(Data entries)

--

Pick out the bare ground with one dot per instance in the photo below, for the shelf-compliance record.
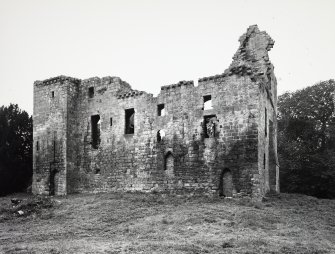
(155, 223)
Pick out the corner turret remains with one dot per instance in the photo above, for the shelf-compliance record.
(100, 135)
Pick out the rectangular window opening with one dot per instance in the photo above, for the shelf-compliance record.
(209, 126)
(207, 102)
(130, 123)
(95, 126)
(161, 110)
(91, 92)
(266, 122)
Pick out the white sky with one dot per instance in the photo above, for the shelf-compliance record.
(151, 43)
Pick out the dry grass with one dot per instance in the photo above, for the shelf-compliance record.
(153, 223)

--

Short problem
Quote the lines of the listing above that run from the line with "Pick out the corner" through its last line, both included, and nothing else.

Solution for this task
Pick out the corner turret remains with one dot per instance in the photo above, for the shelf-compliance record.
(100, 135)
Pick out the rectangular window opening with one dot per instance in the photo above, for the shelf-compliance record.
(209, 126)
(207, 102)
(130, 123)
(95, 126)
(161, 110)
(91, 92)
(266, 122)
Pick out the white sky with one dot per instance in the photo above, for the shelf-compliance record.
(151, 43)
Pick out the dry grass with one dot per instance in the photo above, for the shelf-compliance record.
(153, 223)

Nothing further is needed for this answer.